§ EXERCISE AIM
Starting from the first line, transcribe the whole listing exactly.

*-*-*

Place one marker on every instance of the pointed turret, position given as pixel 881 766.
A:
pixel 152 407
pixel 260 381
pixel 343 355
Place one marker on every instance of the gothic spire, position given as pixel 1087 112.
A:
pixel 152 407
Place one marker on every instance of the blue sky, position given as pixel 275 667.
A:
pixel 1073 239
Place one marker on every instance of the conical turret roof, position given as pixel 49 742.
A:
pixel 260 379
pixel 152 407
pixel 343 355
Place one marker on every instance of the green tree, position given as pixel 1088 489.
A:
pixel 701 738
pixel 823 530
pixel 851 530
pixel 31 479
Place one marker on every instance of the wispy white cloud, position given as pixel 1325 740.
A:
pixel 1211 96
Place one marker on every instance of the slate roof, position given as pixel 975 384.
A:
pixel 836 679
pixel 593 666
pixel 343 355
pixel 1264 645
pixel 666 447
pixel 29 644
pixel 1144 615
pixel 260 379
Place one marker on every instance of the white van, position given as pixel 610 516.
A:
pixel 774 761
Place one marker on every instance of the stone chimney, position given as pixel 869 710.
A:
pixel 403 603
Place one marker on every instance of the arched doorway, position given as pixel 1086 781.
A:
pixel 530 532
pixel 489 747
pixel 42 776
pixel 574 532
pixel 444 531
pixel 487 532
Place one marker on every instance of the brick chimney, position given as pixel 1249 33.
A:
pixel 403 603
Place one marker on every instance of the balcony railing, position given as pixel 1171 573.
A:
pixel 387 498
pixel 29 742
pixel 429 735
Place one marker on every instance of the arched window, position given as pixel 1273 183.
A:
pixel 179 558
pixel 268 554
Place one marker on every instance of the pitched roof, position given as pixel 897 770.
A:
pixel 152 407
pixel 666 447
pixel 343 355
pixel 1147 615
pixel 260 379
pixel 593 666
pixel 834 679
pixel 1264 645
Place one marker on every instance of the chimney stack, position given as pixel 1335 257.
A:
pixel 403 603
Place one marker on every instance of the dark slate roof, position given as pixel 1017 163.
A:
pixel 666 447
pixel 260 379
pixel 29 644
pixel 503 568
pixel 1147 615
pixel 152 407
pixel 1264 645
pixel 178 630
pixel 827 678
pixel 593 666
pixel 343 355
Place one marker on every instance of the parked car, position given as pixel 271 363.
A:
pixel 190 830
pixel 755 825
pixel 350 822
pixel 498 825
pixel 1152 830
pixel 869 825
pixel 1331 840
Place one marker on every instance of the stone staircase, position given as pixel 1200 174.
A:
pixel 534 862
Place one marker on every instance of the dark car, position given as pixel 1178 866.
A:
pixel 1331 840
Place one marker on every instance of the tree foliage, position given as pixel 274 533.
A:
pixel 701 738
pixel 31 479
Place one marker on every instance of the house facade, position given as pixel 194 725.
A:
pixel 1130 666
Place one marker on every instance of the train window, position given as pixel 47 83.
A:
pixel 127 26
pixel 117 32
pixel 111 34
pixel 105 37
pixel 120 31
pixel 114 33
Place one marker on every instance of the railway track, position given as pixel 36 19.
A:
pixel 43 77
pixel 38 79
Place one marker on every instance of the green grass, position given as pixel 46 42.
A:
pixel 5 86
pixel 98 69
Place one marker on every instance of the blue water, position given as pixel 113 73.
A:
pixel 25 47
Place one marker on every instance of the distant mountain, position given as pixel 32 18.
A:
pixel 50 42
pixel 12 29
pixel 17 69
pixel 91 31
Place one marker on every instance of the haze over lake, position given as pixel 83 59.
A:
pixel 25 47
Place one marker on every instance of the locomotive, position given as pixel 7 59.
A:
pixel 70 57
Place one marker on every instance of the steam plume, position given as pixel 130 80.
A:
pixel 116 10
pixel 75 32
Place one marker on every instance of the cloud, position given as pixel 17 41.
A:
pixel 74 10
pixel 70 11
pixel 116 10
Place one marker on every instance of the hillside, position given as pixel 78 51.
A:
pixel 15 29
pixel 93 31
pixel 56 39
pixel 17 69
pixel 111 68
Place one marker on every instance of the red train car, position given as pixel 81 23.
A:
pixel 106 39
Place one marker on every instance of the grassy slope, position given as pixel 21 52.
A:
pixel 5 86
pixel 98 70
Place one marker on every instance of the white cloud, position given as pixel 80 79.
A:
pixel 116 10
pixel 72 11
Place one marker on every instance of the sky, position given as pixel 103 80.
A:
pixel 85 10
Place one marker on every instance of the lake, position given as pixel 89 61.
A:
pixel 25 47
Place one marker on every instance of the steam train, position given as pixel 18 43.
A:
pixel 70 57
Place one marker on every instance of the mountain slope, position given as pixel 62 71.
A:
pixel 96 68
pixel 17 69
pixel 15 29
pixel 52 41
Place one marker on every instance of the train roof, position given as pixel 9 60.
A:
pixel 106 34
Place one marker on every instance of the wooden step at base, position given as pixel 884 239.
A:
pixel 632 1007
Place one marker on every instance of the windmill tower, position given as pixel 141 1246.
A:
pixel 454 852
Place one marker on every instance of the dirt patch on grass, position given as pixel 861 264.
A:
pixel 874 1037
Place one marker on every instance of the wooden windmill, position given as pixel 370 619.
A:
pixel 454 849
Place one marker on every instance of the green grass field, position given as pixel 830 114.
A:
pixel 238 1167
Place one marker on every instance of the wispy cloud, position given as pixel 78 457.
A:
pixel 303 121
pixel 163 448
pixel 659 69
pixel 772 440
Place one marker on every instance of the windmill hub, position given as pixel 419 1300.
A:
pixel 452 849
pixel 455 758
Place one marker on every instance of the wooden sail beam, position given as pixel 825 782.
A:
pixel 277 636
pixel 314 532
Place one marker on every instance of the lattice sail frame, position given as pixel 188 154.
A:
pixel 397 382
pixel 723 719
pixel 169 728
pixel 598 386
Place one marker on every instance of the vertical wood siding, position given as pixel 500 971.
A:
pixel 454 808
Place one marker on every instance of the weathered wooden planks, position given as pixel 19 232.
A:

*-*-*

§ SOLUTION FOR THIS PROBLEM
Place one marker on every instance of the pointed turret, position given as pixel 881 766.
A:
pixel 152 407
pixel 260 381
pixel 343 355
Place one marker on every instance of the gothic spire, position given as pixel 1087 112.
A:
pixel 152 407
Place one marker on every instance of the blue sky, position given as pixel 275 667.
A:
pixel 1073 239
Place one marker on every instance of the conical turret roof, position given as pixel 49 742.
A:
pixel 260 379
pixel 152 407
pixel 343 355
Place one marker on every instance of the green tree, position given as pixel 1088 489.
A:
pixel 701 738
pixel 823 530
pixel 851 530
pixel 31 479
Place one marker on every instance of the wispy white cloud, position given as pixel 1325 740.
A:
pixel 1211 96
Place one marker on every instance of the slate roof, position given as pixel 975 384.
A:
pixel 836 679
pixel 593 666
pixel 343 355
pixel 1264 645
pixel 666 447
pixel 29 644
pixel 1144 615
pixel 260 379
Place one marker on every instance of the white van, position given as pixel 610 516.
A:
pixel 774 761
Place one marker on every instance of the stone chimney, position given as pixel 869 710.
A:
pixel 403 603
Place one marker on every instance of the arched doorway, position given as pixel 1086 781.
A:
pixel 530 532
pixel 489 747
pixel 42 776
pixel 574 532
pixel 444 531
pixel 487 532
Place one marker on every instance of the brick chimney, position given as pixel 1249 33.
A:
pixel 403 603
Place one marker on every instance of the balcony railing, position given as pixel 1171 573.
A:
pixel 387 498
pixel 29 742
pixel 429 735
Place one marker on every instance of the arched window, position given as pixel 1273 183.
A:
pixel 179 558
pixel 268 554
Place one marker on every instance of the pitched roof, position given as pixel 897 770.
A:
pixel 152 407
pixel 666 447
pixel 343 355
pixel 1147 615
pixel 260 379
pixel 593 666
pixel 834 679
pixel 1264 645
Place one marker on every instance of the chimney stack, position given as pixel 1335 257.
A:
pixel 403 603
Place one marker on every instance of the dark slate roof, position given as pixel 1017 163.
A:
pixel 666 447
pixel 260 379
pixel 29 644
pixel 503 568
pixel 1147 615
pixel 152 407
pixel 1264 645
pixel 178 630
pixel 827 678
pixel 593 666
pixel 343 355
Place one marker on every instance of the parked car, position given as pixel 271 363.
A:
pixel 190 830
pixel 755 825
pixel 350 822
pixel 498 825
pixel 1152 830
pixel 869 825
pixel 1331 840
Place one marker on every instance of the stone staircase, position given as pixel 1200 174.
A:
pixel 534 862
Place one marker on every instance of the dark car, position given as pixel 1178 866.
A:
pixel 1331 840
Place one marker on every instance of the tree foliage, position given as pixel 274 533.
A:
pixel 701 738
pixel 31 479
Place one marker on every instance of the house facade, position given as pixel 194 725.
A:
pixel 1130 666
Place one marker on every instance of the train window, position given as pixel 47 83.
A:
pixel 127 26
pixel 117 32
pixel 111 34
pixel 105 37
pixel 120 31
pixel 114 33
Place one marker on every instance of the railway track, position given as pixel 36 19.
A:
pixel 43 77
pixel 38 79
Place one marker on every instance of the green grass, position given as pixel 46 42.
A:
pixel 5 86
pixel 98 69
Place one marker on every instance of the blue water, position given as pixel 113 73.
A:
pixel 25 47
Place one marker on every instance of the distant mountain, position given as pixel 32 18.
A:
pixel 50 42
pixel 12 29
pixel 17 69
pixel 91 31
Place one marker on every instance of the haze over lake, position given as pixel 83 59.
A:
pixel 25 47
Place one marker on every instance of the locomotive, position given as pixel 7 59.
A:
pixel 70 57
Place one marker on every instance of the steam plume, position given as pixel 130 80.
A:
pixel 116 10
pixel 75 32
Place one marker on every instance of the cloud, position given as pixel 17 41.
A:
pixel 74 10
pixel 70 11
pixel 116 10
Place one marker on every instance of the hillside, position given as pixel 78 51.
A:
pixel 15 29
pixel 93 31
pixel 56 39
pixel 17 69
pixel 111 68
Place one marker on every instance of the red train car, position given as pixel 81 23.
A:
pixel 106 39
Place one marker on every instance of the grassy slope, position given as pixel 21 52.
A:
pixel 5 86
pixel 98 70
Place one marker on every instance of the white cloud, position given as pixel 80 79.
A:
pixel 116 10
pixel 72 11
Place one marker on every instance of the sky, position given as pixel 103 80.
A:
pixel 85 10
Place one marker on every instance of the lake, position given as pixel 89 61.
A:
pixel 25 47
Place one marker on every instance of the steam train, position given as pixel 18 43.
A:
pixel 70 57
Place one marker on every instance of the mountain slope, position given as pixel 62 71.
A:
pixel 96 68
pixel 17 69
pixel 15 29
pixel 52 41
Place one marker on every instance of the train roof, position given as pixel 9 60.
A:
pixel 106 34
Place one marker on every instance of the wooden step at base, position given as pixel 884 239.
A:
pixel 632 1007
Place one marker on every instance of the windmill tower, position given as pixel 141 1246.
A:
pixel 454 852
Place one marker on every instance of the dirt patch on grass, position given as pixel 861 264.
A:
pixel 874 1037
Place one marker on every instance of the wooden windmill, position given as pixel 370 619.
A:
pixel 454 849
Place one marker on every instance of the green grass field, position given as pixel 830 114.
A:
pixel 238 1167
Place one marker on every instance of the wispy cloud, position given as pixel 78 457.
A:
pixel 303 121
pixel 163 448
pixel 659 69
pixel 772 440
Place one marker on every instance of the windmill hub, position given as pixel 419 1300.
A:
pixel 452 849
pixel 455 758
Place one marker on every instance of the wooden sail beam, position given as pixel 825 782.
A:
pixel 277 636
pixel 314 532
Place one marker on every instance of the lattice sail frame, position given as pixel 188 154.
A:
pixel 397 382
pixel 723 719
pixel 169 728
pixel 598 386
Place one marker on every instance of the vertical wood siding, position given as pixel 500 971.
A:
pixel 454 808
Place one marker on every instance of the weathered wooden planks, position given as pixel 19 232.
A:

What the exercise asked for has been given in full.